[SELECTED EXCERPT]
# Week 2 Lesson Notebook: Word2Vec_Embeddings & GPT-2 Predictions

In this notebook, we play with some classic word embeddings (using Word2Vec) and then use an old Language Model, GPT-2, to make a few next-word predictions. The purpose is start building up some intuition for the entities and concepts we are working with.  We use "embedding" vectors to represent the words in language as we process them in neural networks.  Embeddings are a fuzzy representation of words.  We use decoder transformers to predict the next word based on the previous sequence of words.  We'll see the mechanics of feeding a sequence of words into a transformer to predict the next word.  We'll use this process through out the rest of the class.<br>

**Note:** In this and other lesson notebooks we will also pose questions for you to think about and solve, if you are interested. Look for '**Additional Question**'.

## 1. Setup

This notebook requires the tensorflow dataset and other prerequisites that you must download and then store locally.

[RECORDED INFORMATION]
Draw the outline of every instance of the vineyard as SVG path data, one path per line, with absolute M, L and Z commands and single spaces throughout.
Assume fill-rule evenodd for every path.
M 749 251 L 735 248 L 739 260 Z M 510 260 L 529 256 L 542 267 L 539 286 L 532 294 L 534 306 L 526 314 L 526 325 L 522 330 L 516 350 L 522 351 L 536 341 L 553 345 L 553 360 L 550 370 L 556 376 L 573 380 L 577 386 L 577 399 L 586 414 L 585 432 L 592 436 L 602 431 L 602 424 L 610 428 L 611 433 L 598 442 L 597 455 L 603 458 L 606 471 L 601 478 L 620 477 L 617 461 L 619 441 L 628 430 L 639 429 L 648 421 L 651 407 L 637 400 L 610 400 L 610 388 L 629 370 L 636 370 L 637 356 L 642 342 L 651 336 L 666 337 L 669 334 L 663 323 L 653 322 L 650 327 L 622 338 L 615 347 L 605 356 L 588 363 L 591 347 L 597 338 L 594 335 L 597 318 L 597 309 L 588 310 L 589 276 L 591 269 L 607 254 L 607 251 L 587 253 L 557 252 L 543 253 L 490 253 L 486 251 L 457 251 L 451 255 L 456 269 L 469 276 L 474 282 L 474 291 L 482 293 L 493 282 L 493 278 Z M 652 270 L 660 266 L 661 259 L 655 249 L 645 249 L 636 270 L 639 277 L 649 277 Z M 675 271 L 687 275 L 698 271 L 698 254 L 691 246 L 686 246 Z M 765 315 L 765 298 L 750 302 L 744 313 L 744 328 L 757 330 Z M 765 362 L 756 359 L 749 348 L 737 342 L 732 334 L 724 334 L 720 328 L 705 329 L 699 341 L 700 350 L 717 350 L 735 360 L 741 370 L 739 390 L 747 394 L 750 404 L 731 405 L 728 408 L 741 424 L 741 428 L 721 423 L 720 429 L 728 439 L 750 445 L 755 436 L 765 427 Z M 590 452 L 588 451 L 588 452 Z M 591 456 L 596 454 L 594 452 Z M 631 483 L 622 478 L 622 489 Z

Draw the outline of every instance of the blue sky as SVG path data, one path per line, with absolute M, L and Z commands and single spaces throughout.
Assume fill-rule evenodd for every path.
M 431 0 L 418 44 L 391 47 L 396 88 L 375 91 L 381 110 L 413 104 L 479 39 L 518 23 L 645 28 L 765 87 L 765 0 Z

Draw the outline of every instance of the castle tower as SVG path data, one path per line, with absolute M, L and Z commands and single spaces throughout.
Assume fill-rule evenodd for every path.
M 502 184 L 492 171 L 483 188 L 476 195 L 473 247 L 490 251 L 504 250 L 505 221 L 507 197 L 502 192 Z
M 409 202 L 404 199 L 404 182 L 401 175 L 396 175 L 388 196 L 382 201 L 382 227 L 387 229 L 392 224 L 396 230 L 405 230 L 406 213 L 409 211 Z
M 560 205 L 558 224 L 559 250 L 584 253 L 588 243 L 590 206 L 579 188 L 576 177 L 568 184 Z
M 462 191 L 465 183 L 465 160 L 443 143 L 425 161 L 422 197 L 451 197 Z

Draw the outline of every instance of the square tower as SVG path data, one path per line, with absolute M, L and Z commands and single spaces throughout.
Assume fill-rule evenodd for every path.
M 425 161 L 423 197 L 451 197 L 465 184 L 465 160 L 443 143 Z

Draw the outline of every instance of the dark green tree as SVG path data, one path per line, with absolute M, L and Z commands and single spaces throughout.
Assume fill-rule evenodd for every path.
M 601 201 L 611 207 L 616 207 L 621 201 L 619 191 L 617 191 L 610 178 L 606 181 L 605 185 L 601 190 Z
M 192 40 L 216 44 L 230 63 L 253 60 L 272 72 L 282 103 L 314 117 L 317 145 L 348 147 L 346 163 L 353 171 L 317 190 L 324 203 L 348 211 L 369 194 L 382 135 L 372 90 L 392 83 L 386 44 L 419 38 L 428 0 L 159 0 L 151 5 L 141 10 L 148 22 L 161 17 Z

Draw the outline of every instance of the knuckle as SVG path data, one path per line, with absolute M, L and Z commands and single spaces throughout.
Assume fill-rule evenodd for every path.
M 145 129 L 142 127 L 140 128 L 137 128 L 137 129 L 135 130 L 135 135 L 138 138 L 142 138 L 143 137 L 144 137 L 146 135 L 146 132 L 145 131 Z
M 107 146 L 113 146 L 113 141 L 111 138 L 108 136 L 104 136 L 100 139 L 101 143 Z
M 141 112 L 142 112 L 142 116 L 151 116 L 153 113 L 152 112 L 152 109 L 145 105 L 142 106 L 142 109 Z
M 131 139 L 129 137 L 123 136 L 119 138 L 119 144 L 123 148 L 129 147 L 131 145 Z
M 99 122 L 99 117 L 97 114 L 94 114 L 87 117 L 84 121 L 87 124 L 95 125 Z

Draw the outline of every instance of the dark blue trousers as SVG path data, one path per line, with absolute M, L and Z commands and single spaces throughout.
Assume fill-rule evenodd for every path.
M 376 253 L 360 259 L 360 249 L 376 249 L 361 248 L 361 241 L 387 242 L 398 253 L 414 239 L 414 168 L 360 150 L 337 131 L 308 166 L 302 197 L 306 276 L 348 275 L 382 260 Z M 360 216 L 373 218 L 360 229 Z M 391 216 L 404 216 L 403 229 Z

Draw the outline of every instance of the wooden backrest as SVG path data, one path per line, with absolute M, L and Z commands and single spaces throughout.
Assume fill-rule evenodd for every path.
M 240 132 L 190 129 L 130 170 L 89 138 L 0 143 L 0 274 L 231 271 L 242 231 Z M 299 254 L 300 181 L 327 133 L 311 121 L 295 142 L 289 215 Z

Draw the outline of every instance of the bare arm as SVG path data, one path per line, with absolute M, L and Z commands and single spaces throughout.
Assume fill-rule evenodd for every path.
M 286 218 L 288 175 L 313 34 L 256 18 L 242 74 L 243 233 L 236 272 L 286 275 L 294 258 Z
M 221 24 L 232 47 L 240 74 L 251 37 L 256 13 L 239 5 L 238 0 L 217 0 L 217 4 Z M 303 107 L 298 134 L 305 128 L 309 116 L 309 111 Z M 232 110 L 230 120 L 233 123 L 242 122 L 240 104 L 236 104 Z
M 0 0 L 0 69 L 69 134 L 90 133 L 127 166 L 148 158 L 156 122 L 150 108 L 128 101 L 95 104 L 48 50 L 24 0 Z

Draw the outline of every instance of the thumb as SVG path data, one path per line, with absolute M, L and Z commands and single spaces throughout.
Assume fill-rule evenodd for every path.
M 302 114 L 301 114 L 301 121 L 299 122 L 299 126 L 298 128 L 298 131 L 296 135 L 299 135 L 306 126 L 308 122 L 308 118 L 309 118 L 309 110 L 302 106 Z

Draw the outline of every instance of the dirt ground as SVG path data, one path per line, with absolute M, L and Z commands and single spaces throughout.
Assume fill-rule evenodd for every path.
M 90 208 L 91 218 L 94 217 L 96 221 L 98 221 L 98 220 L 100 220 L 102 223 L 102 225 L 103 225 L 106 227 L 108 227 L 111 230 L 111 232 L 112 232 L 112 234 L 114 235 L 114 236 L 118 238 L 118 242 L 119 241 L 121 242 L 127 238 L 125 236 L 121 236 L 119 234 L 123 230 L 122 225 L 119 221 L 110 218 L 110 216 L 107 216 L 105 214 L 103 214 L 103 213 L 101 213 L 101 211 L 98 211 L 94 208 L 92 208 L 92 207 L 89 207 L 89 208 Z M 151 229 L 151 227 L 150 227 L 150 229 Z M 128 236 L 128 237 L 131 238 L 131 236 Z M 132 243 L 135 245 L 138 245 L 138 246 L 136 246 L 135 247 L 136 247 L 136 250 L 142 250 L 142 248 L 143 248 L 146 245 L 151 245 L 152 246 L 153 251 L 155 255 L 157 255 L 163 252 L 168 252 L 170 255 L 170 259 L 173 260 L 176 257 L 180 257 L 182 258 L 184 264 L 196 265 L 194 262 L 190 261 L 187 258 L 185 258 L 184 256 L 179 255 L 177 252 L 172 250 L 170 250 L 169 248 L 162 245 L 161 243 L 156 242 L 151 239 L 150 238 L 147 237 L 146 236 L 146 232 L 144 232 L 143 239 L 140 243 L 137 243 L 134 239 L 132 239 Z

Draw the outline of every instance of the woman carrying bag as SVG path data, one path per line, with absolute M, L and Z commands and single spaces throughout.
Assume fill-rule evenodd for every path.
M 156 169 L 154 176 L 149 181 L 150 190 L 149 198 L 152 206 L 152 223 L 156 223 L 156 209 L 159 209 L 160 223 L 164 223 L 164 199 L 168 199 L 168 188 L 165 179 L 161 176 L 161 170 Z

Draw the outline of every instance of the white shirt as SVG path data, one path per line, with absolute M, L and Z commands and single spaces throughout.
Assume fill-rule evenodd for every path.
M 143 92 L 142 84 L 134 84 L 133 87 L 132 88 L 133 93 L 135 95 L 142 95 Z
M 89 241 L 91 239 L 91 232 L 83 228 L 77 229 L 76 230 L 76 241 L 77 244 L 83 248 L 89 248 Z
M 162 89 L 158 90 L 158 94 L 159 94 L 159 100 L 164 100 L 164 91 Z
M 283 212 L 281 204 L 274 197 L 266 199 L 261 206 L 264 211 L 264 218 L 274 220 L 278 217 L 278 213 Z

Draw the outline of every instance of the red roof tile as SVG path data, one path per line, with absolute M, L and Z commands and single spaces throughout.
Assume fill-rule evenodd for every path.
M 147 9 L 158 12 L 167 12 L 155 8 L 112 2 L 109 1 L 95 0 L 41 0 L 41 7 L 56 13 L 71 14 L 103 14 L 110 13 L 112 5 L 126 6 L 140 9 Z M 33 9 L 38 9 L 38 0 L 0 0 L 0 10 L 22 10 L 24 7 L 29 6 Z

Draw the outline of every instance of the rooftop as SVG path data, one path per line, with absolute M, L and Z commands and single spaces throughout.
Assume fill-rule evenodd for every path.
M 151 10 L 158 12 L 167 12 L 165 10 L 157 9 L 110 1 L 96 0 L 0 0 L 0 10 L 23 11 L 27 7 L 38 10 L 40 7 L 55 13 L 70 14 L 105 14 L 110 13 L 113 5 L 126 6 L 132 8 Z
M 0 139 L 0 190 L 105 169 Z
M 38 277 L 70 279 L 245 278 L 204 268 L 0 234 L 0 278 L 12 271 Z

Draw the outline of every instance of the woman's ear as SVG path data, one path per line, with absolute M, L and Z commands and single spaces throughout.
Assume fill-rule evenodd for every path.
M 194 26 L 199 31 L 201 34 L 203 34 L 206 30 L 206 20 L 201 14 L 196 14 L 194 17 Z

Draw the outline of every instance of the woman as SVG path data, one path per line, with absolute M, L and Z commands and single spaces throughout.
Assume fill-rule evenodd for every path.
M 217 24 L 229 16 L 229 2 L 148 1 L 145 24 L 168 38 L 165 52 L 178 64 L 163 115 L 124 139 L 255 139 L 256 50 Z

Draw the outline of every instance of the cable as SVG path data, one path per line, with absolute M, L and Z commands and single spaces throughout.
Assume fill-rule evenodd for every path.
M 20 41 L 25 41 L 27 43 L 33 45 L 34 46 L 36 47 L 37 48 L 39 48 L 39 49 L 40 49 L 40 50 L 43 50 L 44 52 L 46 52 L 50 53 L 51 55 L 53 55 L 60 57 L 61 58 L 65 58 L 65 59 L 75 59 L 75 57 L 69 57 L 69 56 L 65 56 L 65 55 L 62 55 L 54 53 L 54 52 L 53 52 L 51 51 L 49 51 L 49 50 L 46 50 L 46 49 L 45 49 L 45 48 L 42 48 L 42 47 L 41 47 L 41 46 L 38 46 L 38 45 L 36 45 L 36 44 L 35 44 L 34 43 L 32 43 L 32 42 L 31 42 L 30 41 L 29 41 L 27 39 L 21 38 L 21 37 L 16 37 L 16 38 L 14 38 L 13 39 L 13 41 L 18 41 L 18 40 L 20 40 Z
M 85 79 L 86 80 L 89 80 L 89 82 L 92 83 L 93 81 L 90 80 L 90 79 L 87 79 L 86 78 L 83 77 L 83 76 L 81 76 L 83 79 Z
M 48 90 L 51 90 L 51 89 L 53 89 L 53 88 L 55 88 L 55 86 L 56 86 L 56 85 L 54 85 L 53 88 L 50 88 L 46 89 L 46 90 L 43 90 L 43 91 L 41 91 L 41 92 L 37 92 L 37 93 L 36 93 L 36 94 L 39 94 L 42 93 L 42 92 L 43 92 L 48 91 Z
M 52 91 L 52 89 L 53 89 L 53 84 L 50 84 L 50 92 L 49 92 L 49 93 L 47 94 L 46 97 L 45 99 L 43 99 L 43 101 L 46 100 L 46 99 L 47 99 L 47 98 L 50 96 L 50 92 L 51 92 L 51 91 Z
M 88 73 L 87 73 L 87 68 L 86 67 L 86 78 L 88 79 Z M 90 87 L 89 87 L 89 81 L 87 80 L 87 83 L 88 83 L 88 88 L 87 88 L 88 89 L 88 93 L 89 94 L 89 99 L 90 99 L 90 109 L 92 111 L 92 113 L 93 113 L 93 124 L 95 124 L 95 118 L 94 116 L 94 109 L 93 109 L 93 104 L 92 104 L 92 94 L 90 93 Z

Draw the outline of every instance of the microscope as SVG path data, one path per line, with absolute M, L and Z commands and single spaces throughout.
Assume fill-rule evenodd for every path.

[HOW TO COMPLETE THIS TASK]
Transcribe the stretch of the Word2Vec and GPT-2 notebook that begins with the words "# Week 2 Lesson" and ends with "for '**Additional Question**'.". Nothing asked here depends on the lines.

[SOLUTION]
# Week 2 Lesson Notebook: Word2Vec_Embeddings & GPT-2 Predictions

In this notebook, we play with some classic word embeddings (using Word2Vec) and then use an old Language Model, GPT-2, to make a few next-word predictions. The purpose is start building up some intuition for the entities and concepts we are working with.  We use "embedding" vectors to represent the words in language as we process them in neural networks.  Embeddings are a fuzzy representation of words.  We use decoder transformers to predict the next word based on the previous sequence of words.  We'll see the mechanics of feeding a sequence of words into a transformer to predict the next word.  We'll use this process through out the rest of the class.<br>

**Note:** In this and other lesson notebooks we will also pose questions for you to think about and solve, if you are interested. Look for '**Additional Question**'.